───── PASSAGE ─────

I have followed your documentation repeatedly but i am confused in the setup for stream enrich. What i did not understand is that , do we need to setup database for stream enrich if we are not using custom schema ? Because since i am trying to test with Page View event from Javascript Tracker, I have not setup any database, just provided access to create Dyanamo Db because strangly it is calling DyanmoDb even i have not used DyanmoDb prefix in the command. If this will not help to find the issue, i can show you all my configurations.
Please help me to setup snowplow. @PaulBoocock

@PaulBoocock here are my configurations:

collector.conf

collector.conf
collector {
 
  interface = "0.0.0.0"
  interface = ${?COLLECTOR_INTERFACE}
  port = 8181
  port = ${?COLLECTOR_PORT}

  # optional SSL/TLS configuration
  ssl {
    enable = false
    enable = ${?COLLECTOR_SSL}
    # whether to redirect HTTP to HTTPS
    redirect = false
    redirect = ${?COLLECTOR_SSL_REDIRECT}
    port = 9543
    port = ${?COLLECTOR_SSL_PORT}
  }

  paths {
    # "/com.acme/track" = "/com.snowplowanalytics.snowplow/tp2"
    # "/com.acme/redirect" = "/r/tp2"
    # "/com.acme/iglu" = "/com.snowplowanalytics.iglu/v1"
  }

  # Configure the P3P policy header.
  p3p {
    policyRef = "/w3c/p3p.xml"
    CP = "NOI DSP COR NID PSA OUR IND COM NAV STA"
  }

  crossDomain {
    enabled = false
    # Domains that are granted access, *.acme.com will match http://acme.com and http://sub.acme.com
    enabled = ${?COLLECTOR_CROSS_DOMAIN_ENABLED}
    domains = [ "*" ]
    domains = [ ${?COLLECTOR_CROSS_DOMAIN_DOMAIN} ]
    # Whether to only grant access to HTTPS or both HTTPS and HTTP sources
    secure = true
    secure = ${?COLLECTOR_CROSS_DOMAIN_SECURE}
  }

  cookie {
    enabled = true
    enabled = ${?COLLECTOR_COOKIE_ENABLED}
    expiration = "365 days"

─────

— TASKS AND EXERCISES —
[A] Answer these questions from the Snowplow forum post:
(i) Which event from the JavaScript Tracker is the poster using for testing?
(ii) What default port is assigned to the collector in the collector configuration?
(iii) What port is specified in the collector's SSL/TLS configuration?
[B] Extend the Snowplow forum post's configuration by writing the next portion that follows from its final line.
The records that follow were drawn from a separate source.

───── DATA LISTING ─────

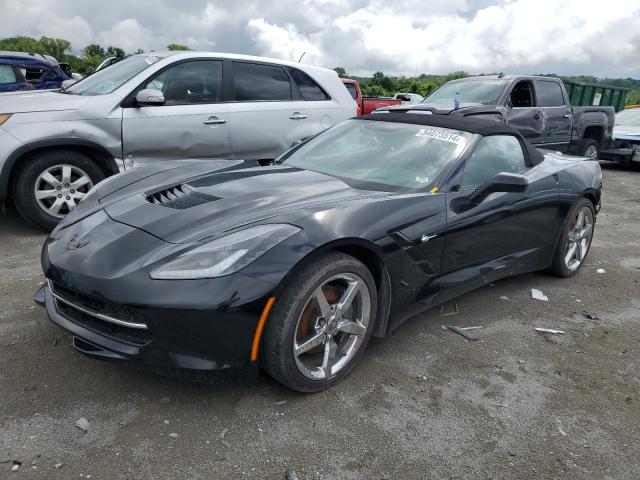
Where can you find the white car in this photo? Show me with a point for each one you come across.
(54, 146)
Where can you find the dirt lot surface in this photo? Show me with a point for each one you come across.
(424, 403)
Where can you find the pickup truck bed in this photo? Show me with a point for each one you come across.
(537, 106)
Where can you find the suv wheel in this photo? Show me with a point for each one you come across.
(51, 185)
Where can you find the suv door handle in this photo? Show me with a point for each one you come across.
(213, 120)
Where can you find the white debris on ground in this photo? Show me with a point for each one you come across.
(82, 424)
(549, 330)
(538, 295)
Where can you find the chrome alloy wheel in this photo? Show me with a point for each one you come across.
(60, 188)
(332, 326)
(579, 238)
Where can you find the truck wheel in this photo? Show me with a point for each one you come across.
(51, 185)
(589, 148)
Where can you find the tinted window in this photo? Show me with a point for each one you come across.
(190, 82)
(549, 94)
(492, 155)
(310, 90)
(352, 90)
(7, 75)
(254, 82)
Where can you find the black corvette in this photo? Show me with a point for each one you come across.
(205, 265)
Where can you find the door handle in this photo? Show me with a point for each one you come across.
(213, 120)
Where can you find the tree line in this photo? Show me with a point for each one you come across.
(59, 48)
(381, 85)
(378, 85)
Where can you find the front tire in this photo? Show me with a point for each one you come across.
(321, 325)
(52, 184)
(577, 233)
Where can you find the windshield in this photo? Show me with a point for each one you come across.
(383, 155)
(485, 92)
(107, 80)
(629, 117)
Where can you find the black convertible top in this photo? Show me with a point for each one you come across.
(481, 126)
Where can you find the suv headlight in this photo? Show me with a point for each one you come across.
(225, 255)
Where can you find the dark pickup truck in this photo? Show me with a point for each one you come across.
(537, 106)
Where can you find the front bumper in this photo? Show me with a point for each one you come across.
(213, 335)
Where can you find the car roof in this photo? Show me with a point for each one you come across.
(478, 126)
(30, 56)
(232, 56)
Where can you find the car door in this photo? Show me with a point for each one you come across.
(506, 233)
(557, 114)
(522, 112)
(268, 114)
(192, 122)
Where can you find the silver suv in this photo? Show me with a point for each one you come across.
(54, 146)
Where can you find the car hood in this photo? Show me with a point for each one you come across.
(189, 205)
(626, 132)
(40, 101)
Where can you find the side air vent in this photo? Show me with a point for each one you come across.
(179, 197)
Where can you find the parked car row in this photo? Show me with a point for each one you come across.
(54, 146)
(29, 71)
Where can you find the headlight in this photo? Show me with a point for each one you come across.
(4, 117)
(225, 255)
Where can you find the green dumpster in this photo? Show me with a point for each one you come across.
(585, 94)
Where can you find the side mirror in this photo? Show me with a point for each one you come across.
(149, 97)
(67, 83)
(502, 182)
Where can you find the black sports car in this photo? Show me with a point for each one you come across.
(205, 265)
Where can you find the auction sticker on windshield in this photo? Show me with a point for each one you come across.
(440, 135)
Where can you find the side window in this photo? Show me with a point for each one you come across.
(549, 94)
(7, 75)
(522, 95)
(352, 90)
(256, 82)
(308, 87)
(492, 155)
(199, 81)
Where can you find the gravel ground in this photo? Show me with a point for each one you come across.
(425, 403)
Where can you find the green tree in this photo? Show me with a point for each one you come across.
(115, 52)
(22, 44)
(177, 46)
(56, 47)
(342, 73)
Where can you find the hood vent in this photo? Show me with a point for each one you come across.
(180, 197)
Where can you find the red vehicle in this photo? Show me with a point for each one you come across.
(367, 104)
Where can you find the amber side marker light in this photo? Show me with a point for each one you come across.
(258, 335)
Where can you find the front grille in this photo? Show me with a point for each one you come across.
(180, 197)
(87, 311)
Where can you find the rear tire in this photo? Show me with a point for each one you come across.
(575, 232)
(589, 148)
(58, 163)
(296, 320)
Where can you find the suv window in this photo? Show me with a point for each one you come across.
(522, 95)
(492, 155)
(256, 82)
(309, 89)
(7, 74)
(198, 81)
(549, 94)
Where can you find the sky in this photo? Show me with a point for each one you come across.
(398, 37)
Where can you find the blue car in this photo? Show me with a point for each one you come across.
(29, 71)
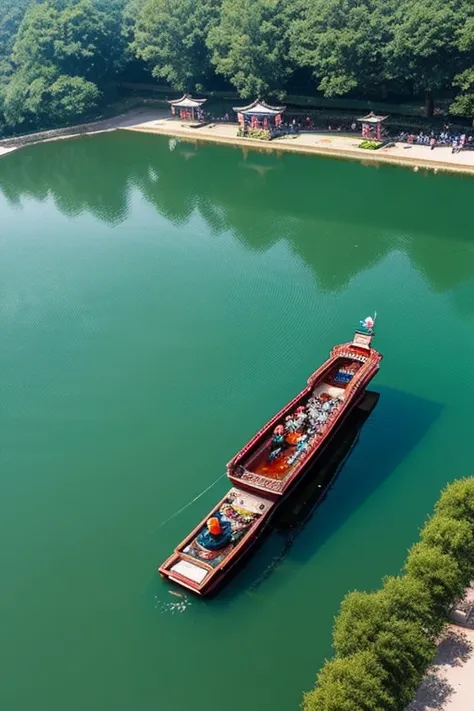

─────

— ANSWERS BY TASK —
[A]
(i) The Page View event.
(ii) 8181.
(iii) 9543.

[B]
    expiration = ${?COLLECTOR_COOKIE_EXPIRATION}
    # Network cookie name
    name = zanui_collector_cookie
    name = ${?COLLECTOR_COOKIE_NAME}
    domains = [
        "{{cookieDomain1}}" # e.g. "domain.com" -> any origin domain ending with this will be matched and domain.com will be returned
        "{{cookieDomain2}}" # e.g. "secure.anotherdomain.com" -> any origin domain ending with this will be matched and secure.anotherdomain.com will be returned
        # ... more domains
    ]
    domains += ${?COLLECTOR_COOKIE_DOMAIN_1}
    domains += ${?COLLECTOR_COOKIE_DOMAIN_2}
    fallbackDomain = ""
    fallbackDomain = ${?FALLBACK_DOMAIN}
    secure = false
    secure = ${?COLLECTOR_COOKIE_SECURE}
    httpOnly = false
    httpOnly = ${?COLLECTOR_COOKIE_HTTP_ONLY}
    sameSite = "{{cookieSameSite}}"
    sameSite = ${?COLLECTOR_COOKIE_SAME_SITE}
  }

  doNotTrackCookie {
    enabled = false
    enabled = ${?COLLECTOR_DO_NOT_TRACK_COOKIE_ENABLED}
   # name = {{doNotTrackCookieName}}
    name = zanui-collector-do-not-track-cookie
   # value = {{doNotTrackCookieValue}}
    value = zanui-collector-do-not-track-cookie-value
  }

 
  cookieBounce {
    enabled = false
    enabled = ${?COLLECTOR_COOKIE_BOUNCE_ENABLED}
    name = "n3pc"
    name = ${?COLLECTOR_COOKIE_BOUNCE_NAME}
    fallbackNetworkUserId = "00000000-0000-4000-A000-000000000000"
    fallbackNetworkUserId = ${?COLLECTOR_COOKIE_BOUNCE_FALLBACK_NETWORK_USER_ID}
    forwardedProtocolHeader = "X-Forwarded-Proto"
    forwardedProtocolHeader = ${?COLLECTOR_COOKIE_BOUNCE_FORWARDED_PROTOCOL_HEADER}
  }
  enableDefaultRedirect = true
  enableDefaultRedirect = ${?COLLECTOR_ALLOW_REDIRECTS}
  redirectMacro {
    enabled = false
    enabled = ${?COLLECTOR_REDIRECT_MACRO_ENABLED}
    # Optional custom placeholder token (defaults to the literal `${SP_NUID}`)
    placeholder = "[TOKEN]"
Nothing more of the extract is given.